[WORK TO BE COMPLETED] Would you reproduce the data below exactly, please, leaving out its images?

[Stored data entries]
((

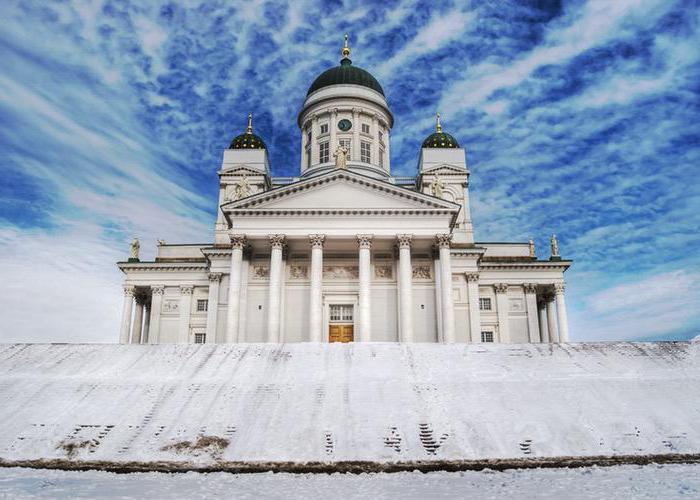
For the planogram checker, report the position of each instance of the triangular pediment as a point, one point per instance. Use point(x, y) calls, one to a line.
point(341, 190)
point(445, 169)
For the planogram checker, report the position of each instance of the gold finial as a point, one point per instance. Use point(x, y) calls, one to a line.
point(346, 48)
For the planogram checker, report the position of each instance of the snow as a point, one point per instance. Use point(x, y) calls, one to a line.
point(625, 481)
point(378, 402)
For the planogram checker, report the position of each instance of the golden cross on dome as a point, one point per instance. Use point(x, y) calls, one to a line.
point(346, 48)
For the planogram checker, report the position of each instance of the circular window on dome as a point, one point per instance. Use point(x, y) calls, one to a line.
point(344, 125)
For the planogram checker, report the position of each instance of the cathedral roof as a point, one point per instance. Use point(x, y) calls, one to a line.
point(440, 139)
point(248, 140)
point(345, 74)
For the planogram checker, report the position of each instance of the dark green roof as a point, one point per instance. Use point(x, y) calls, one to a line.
point(345, 74)
point(247, 140)
point(440, 140)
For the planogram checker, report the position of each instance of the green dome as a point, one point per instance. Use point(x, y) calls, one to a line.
point(247, 141)
point(345, 74)
point(440, 140)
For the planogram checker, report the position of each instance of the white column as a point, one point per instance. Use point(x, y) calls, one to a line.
point(185, 311)
point(474, 311)
point(375, 140)
point(243, 312)
point(213, 307)
point(502, 305)
point(156, 306)
point(364, 241)
point(438, 294)
point(406, 287)
point(447, 305)
point(234, 288)
point(136, 329)
point(146, 323)
point(356, 125)
point(332, 128)
point(125, 329)
point(273, 318)
point(551, 320)
point(316, 291)
point(532, 318)
point(314, 143)
point(561, 312)
point(544, 334)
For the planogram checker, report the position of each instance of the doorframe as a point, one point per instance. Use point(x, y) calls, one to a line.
point(339, 298)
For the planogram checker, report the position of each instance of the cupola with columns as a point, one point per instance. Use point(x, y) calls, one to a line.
point(345, 112)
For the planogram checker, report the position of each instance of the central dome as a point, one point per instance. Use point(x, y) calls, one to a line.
point(345, 74)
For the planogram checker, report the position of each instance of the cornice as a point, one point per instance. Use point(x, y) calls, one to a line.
point(134, 267)
point(562, 265)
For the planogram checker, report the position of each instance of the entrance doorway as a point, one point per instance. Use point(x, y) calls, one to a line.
point(340, 326)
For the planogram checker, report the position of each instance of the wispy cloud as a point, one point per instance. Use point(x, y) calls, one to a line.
point(577, 118)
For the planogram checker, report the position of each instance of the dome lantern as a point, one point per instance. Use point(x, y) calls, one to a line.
point(248, 140)
point(440, 139)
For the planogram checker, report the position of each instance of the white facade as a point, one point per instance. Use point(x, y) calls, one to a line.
point(344, 250)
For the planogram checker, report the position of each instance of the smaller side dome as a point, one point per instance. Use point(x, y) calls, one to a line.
point(248, 140)
point(440, 139)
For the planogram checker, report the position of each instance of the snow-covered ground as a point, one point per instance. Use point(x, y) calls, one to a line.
point(213, 404)
point(622, 482)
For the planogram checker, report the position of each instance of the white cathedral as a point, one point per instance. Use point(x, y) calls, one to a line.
point(346, 251)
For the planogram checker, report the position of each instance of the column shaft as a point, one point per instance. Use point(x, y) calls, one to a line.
point(365, 243)
point(561, 313)
point(234, 288)
point(212, 307)
point(146, 323)
point(474, 311)
point(438, 296)
point(316, 288)
point(551, 320)
point(185, 308)
point(273, 319)
point(532, 317)
point(502, 305)
point(156, 306)
point(447, 305)
point(125, 329)
point(138, 322)
point(406, 288)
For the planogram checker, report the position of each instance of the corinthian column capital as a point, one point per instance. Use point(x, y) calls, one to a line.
point(364, 240)
point(317, 240)
point(443, 240)
point(237, 241)
point(276, 240)
point(404, 240)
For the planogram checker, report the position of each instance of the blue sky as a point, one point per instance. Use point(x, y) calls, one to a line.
point(579, 118)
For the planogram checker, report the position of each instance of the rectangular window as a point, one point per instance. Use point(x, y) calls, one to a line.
point(347, 143)
point(487, 336)
point(365, 149)
point(323, 152)
point(340, 313)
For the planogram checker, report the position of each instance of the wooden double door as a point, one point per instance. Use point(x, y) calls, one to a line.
point(340, 333)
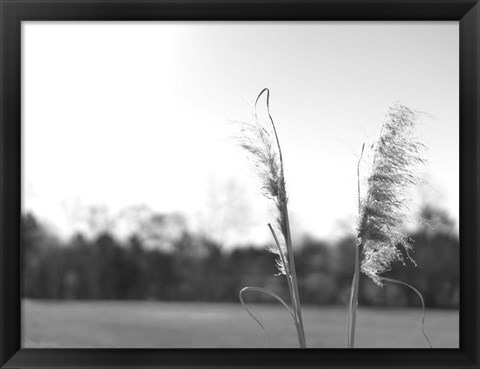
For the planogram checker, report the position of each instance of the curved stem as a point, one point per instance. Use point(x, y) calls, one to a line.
point(272, 294)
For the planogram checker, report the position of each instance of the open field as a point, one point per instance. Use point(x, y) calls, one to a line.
point(163, 324)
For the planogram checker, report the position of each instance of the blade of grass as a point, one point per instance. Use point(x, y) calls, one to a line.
point(298, 324)
point(421, 300)
point(353, 305)
point(270, 293)
point(288, 240)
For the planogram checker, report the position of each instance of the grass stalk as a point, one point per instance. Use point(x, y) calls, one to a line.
point(353, 305)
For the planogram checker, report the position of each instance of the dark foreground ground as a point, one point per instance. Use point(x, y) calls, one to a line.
point(160, 325)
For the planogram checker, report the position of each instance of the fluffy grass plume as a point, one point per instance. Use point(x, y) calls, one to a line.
point(261, 142)
point(382, 208)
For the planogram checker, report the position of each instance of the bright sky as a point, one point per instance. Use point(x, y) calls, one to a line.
point(122, 114)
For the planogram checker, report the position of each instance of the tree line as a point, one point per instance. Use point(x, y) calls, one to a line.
point(196, 268)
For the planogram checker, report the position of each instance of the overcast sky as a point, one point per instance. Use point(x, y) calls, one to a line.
point(121, 114)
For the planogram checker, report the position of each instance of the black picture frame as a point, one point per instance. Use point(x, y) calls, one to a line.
point(13, 12)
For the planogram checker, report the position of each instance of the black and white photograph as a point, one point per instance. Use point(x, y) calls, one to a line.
point(240, 184)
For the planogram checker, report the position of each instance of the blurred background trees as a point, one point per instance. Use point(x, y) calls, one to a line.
point(164, 261)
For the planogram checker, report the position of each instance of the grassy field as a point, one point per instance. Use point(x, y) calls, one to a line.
point(184, 325)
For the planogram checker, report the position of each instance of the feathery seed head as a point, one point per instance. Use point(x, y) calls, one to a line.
point(382, 208)
point(260, 141)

))

[RESULT FOR THIS TASK]
For the planogram checker, report the position of each instance of the triangular pediment as a point, one point per instance. Use point(x, y) calls, one to a line.
point(341, 190)
point(445, 169)
For the planogram checker, report the position of each instance of the gold finial as a point, one point per instance. Use point(x, y) calls, one to a line.
point(346, 48)
For the planogram checker, report the position of each instance of the snow as a point, one point per instance. Use point(x, y) calls, one to a line.
point(625, 481)
point(378, 402)
For the planogram checker, report the position of each instance of the golden cross on dome as a point, one point per instance. Use point(x, y) calls, one to a line.
point(346, 48)
For the planogram checker, report the position of each instance of the circular window on dome as a point, one point per instance. Use point(x, y) calls, one to a line.
point(344, 125)
For the planogram checker, report the position of each instance of the cathedral roof as a point, one point per instance. Use point(x, y) calls, one to a line.
point(440, 139)
point(248, 140)
point(345, 74)
For the planogram checker, report the position of each instance of the dark green roof as a point, one point per instance. Use point(x, y) calls, one to a line.
point(345, 74)
point(247, 140)
point(440, 140)
For the planogram checker, report the position of each instance of the green dome as a point, one point per instance. Use point(x, y) calls, one to a line.
point(247, 141)
point(345, 74)
point(440, 140)
For the planogram checker, report the position of each instance of the white column as a point, one point per instance. Use point(x, y) calls, one to a line.
point(185, 311)
point(474, 311)
point(375, 140)
point(243, 312)
point(213, 307)
point(502, 305)
point(156, 306)
point(364, 241)
point(438, 294)
point(406, 287)
point(447, 305)
point(234, 288)
point(136, 329)
point(146, 323)
point(356, 125)
point(332, 128)
point(125, 329)
point(273, 318)
point(551, 320)
point(316, 291)
point(532, 318)
point(314, 143)
point(561, 312)
point(544, 334)
For the planogram checker, report the position of each instance of the doorframe as a point, one point per instance. Use point(x, y) calls, one to a line.
point(339, 298)
For the planogram checker, report the position of each instance of the cupola with columns as a point, one point per instance. Use point(x, y) calls, one to a line.
point(345, 112)
For the planogram checker, report the position of each instance of the central dome as a point, one point per instance. Use point(x, y) calls, one to a line.
point(345, 74)
For the planogram checker, report the position of each instance of the cornice as a point, one point per instance. Use point(x, y) calls, one to a line.
point(134, 267)
point(562, 265)
For the planogram checker, report the position of each instance of the entrance doorway as a point, one point per instance. Use point(x, y) calls, one to a line.
point(340, 326)
For the planogram checker, report the position of each instance of the wispy cloud as a point, one point per instance. Use point(x, y) calls, one to a line.
point(577, 118)
For the planogram checker, report the position of each instance of the dome lantern as a point, one point per instance. Use point(x, y) calls, one to a line.
point(248, 140)
point(440, 139)
For the planogram checker, report the position of each instance of the white facade as a point, one point per instance. Use point(x, y) calls, one to a line.
point(344, 250)
For the planogram checker, report the position of each instance of the smaller side dome as a point, one point per instance. Use point(x, y) calls, one to a line.
point(248, 140)
point(440, 139)
For the planogram checker, report the position of each instance of the snow-covered ground as a point, one point per instance. Use point(x, y) calls, one to a line.
point(213, 404)
point(622, 482)
For the planogram checker, report the position of each instance of the white cathedral as a point, one point per instance. Use point(x, y) calls, one to a line.
point(346, 251)
For the planogram checker, report the position of each instance of the column shaft as a point, one point per instance. Use point(x, y) calls, one to a line.
point(365, 243)
point(561, 313)
point(234, 288)
point(212, 307)
point(146, 323)
point(474, 311)
point(438, 296)
point(316, 288)
point(551, 320)
point(185, 308)
point(273, 319)
point(532, 317)
point(502, 305)
point(156, 306)
point(447, 305)
point(125, 329)
point(138, 322)
point(406, 288)
For the planogram checker, report the position of each instance of the corinthian column capital as a point, one point per instance. Use point(x, y) calls, one to a line.
point(364, 240)
point(317, 240)
point(443, 240)
point(237, 241)
point(276, 240)
point(404, 240)
For the planogram checker, report the position of each instance of the blue sky as a point, one point per instance. Use point(x, y) calls, one to a line.
point(579, 118)
For the planogram checker, report the position of each instance of the rectangular window as a point, one point per instance. Use point(x, y) calls, one to a line.
point(347, 143)
point(487, 336)
point(365, 149)
point(323, 152)
point(340, 313)
For the planogram checker, report the position of each instance of the wooden double door as a point, one point per instance. Use point(x, y) calls, one to a line.
point(340, 333)
For the planogram checker, report the position of each instance of the curved stem as a point, one point per instance. Use point(x, y) calls, one to a line.
point(272, 294)
For the planogram checker, report the position of each instance of the open field as a point, one point per instance. Use point(x, y) calls, one to a line.
point(163, 324)
For the planogram checker, report the position of each instance of the blade of grass as a point, one point per instance. Use point(x, y) calls, one to a line.
point(298, 324)
point(421, 300)
point(353, 305)
point(270, 293)
point(288, 240)
For the planogram checker, report the position of each instance of the grass stalk as a point, one point per instance. Use point(x, y) calls, one to a line.
point(353, 305)
For the planogram checker, report the position of each instance of the dark foreground ground as a point, one point per instance. Use point(x, y) calls, one to a line.
point(160, 325)
For the planogram checker, report the position of each instance of the fluffy grass plume as a point, one point per instance. Use point(x, y) calls, one to a line.
point(261, 142)
point(382, 208)
For the planogram checker, report the position of each instance of the bright sky as a point, one point per instance. Use point(x, y) calls, one to a line.
point(122, 114)
For the planogram checker, report the position of each instance of the tree line as a point, one point per instance. Use point(x, y) calls, one to a line.
point(196, 268)
For the planogram checker, report the position of each instance of the overcast sky as a point, one point per instance. Use point(x, y) calls, one to a line.
point(121, 114)
For the planogram checker, report the position of each instance of the black picture frame as a point, one point per instance. Use point(x, y) calls, one to a line.
point(13, 12)
For the planogram checker, report the position of each instance of the black and white photograph as a point, one point per instance. Use point(x, y) calls, one to a line.
point(240, 184)
For the planogram checker, report the position of each instance of the blurred background trees as a point, one point per instance. Use point(x, y) calls, one to a line.
point(164, 261)
For the planogram checker, report the position of each instance of the grassy field as a point, one point per instance. Use point(x, y) calls, one to a line.
point(184, 325)
For the planogram checker, report the position of each instance of the feathery seed head as a point, one point per instance. Use point(x, y) calls, one to a line.
point(382, 208)
point(260, 141)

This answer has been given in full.